-- The input follows --

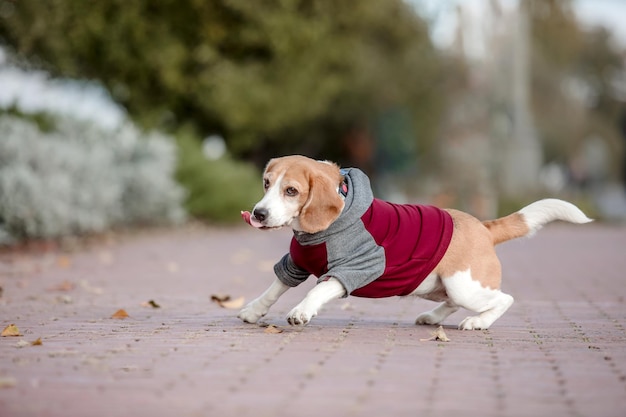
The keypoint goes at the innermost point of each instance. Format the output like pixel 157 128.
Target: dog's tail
pixel 533 217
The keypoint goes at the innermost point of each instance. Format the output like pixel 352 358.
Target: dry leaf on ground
pixel 64 286
pixel 7 382
pixel 22 343
pixel 64 261
pixel 226 301
pixel 438 334
pixel 120 314
pixel 273 329
pixel 150 303
pixel 10 330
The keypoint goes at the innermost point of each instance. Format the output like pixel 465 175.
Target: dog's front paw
pixel 300 316
pixel 252 312
pixel 473 323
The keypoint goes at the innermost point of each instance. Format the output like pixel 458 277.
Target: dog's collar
pixel 342 190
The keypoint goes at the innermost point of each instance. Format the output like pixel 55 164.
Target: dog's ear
pixel 323 205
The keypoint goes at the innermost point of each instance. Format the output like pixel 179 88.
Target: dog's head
pixel 300 193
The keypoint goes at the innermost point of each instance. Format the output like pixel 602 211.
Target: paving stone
pixel 559 351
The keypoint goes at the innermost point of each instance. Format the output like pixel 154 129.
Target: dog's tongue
pixel 247 217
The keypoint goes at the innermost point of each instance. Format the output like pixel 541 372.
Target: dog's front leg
pixel 321 294
pixel 259 307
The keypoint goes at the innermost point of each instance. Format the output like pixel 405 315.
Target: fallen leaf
pixel 7 382
pixel 22 343
pixel 218 298
pixel 150 303
pixel 84 284
pixel 10 330
pixel 233 304
pixel 273 329
pixel 226 301
pixel 120 314
pixel 64 286
pixel 64 261
pixel 438 334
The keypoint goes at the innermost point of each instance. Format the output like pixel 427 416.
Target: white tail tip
pixel 542 212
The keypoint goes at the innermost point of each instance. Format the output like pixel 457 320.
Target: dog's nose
pixel 261 213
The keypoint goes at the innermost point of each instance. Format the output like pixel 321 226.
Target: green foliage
pixel 270 76
pixel 216 190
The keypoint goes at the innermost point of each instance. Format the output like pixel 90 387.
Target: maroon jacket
pixel 375 249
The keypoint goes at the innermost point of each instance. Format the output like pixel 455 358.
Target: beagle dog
pixel 358 245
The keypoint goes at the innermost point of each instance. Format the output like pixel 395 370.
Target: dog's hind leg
pixel 472 295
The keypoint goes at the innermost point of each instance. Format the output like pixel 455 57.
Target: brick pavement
pixel 559 351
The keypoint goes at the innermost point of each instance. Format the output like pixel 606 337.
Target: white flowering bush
pixel 78 179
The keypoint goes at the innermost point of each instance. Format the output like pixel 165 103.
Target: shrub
pixel 76 178
pixel 217 190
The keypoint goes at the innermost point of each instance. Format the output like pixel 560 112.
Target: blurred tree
pixel 573 81
pixel 270 76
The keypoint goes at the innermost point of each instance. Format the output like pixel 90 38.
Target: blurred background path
pixel 559 351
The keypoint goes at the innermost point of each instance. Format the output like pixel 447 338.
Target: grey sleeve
pixel 355 261
pixel 289 273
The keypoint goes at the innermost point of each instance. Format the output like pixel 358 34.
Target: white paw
pixel 473 323
pixel 428 318
pixel 252 312
pixel 300 316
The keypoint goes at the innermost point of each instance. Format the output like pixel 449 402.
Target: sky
pixel 608 13
pixel 36 91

-- The input concluded --

## [Task goal]
For this exercise, return the material word for word and drop each image.

## [Expected output]
The keypoint goes at the innermost point of each instance. Format the output like pixel 157 128.
Target: dog's tail
pixel 533 217
The keypoint goes at the innermost point of each instance. Format the output like pixel 352 358.
Target: dry leaf on ground
pixel 64 286
pixel 7 382
pixel 22 343
pixel 64 261
pixel 226 301
pixel 438 334
pixel 120 314
pixel 273 329
pixel 150 303
pixel 10 330
The keypoint goes at the innermost point of each instance. Format the output like pixel 465 175.
Target: dog's front paw
pixel 300 316
pixel 252 312
pixel 473 323
The keypoint goes at the innermost point of each instance. Format the output like pixel 458 277.
Target: dog's collar
pixel 342 190
The keypoint goes at the innermost point of each instance. Format the output like pixel 55 164.
Target: dog's ear
pixel 323 205
The keypoint goes at the innermost point of each instance. Format the output like pixel 179 88.
Target: dog's head
pixel 300 193
The keypoint goes at the innermost point of each instance. Format the output like pixel 602 211.
Target: paving stone
pixel 559 351
The keypoint goes at the innermost point of each instance. Format the output like pixel 154 129.
Target: dog's tongue
pixel 247 217
The keypoint goes at the innermost point of each instance. Format the output like pixel 541 372.
Target: dog's front leg
pixel 321 294
pixel 259 307
The keypoint goes at the innermost point of each instance. Format the output like pixel 405 315.
Target: fallen leaf
pixel 7 382
pixel 22 343
pixel 218 298
pixel 150 303
pixel 84 284
pixel 10 330
pixel 233 304
pixel 273 329
pixel 226 301
pixel 120 314
pixel 64 286
pixel 64 261
pixel 438 334
The keypoint goes at the innermost point of each instance. Format the output like pixel 427 416.
Target: white tail tip
pixel 542 212
The keypoint goes at the innermost point of each instance. Format the output like pixel 457 320.
Target: dog's nose
pixel 261 213
The keypoint goes at the innermost point of each instance. Format the output like pixel 321 226.
Target: green foliage
pixel 270 76
pixel 216 190
The keypoint goes at the innermost point of each instance. Format the output like pixel 90 387.
Target: maroon jacket
pixel 375 249
The keypoint goes at the innermost point of each instance. Format the output like pixel 455 358.
Target: beagle dog
pixel 358 245
The keypoint goes at the innermost point of each instance. Format the output like pixel 395 370.
Target: dog's hind leg
pixel 472 295
The keypoint goes at the innermost point of each instance. Format the output like pixel 455 57.
Target: brick pavement
pixel 559 351
The keypoint goes at the innermost point of each instance. Format the output like pixel 606 337.
Target: white flowering bush
pixel 78 179
The keypoint goes at the innermost point of each instance. Format the output like pixel 165 103.
Target: shrub
pixel 76 178
pixel 217 190
The keypoint goes at the innermost point of each instance. Format the output like pixel 560 112.
Target: blurred tree
pixel 573 81
pixel 270 76
The keypoint goes at the innermost point of each instance. Format the output like pixel 90 38.
Target: blurred background path
pixel 559 351
The keypoint goes at the innermost point of each instance. Format the output like pixel 447 338.
Target: grey sleeve
pixel 355 261
pixel 289 273
The keypoint goes at the innermost point of each instance. Format the output like pixel 358 34.
Target: white paw
pixel 473 323
pixel 428 318
pixel 252 312
pixel 300 316
The keypoint goes at the innermost point of each instance. Format the output like pixel 449 402.
Target: sky
pixel 608 13
pixel 36 91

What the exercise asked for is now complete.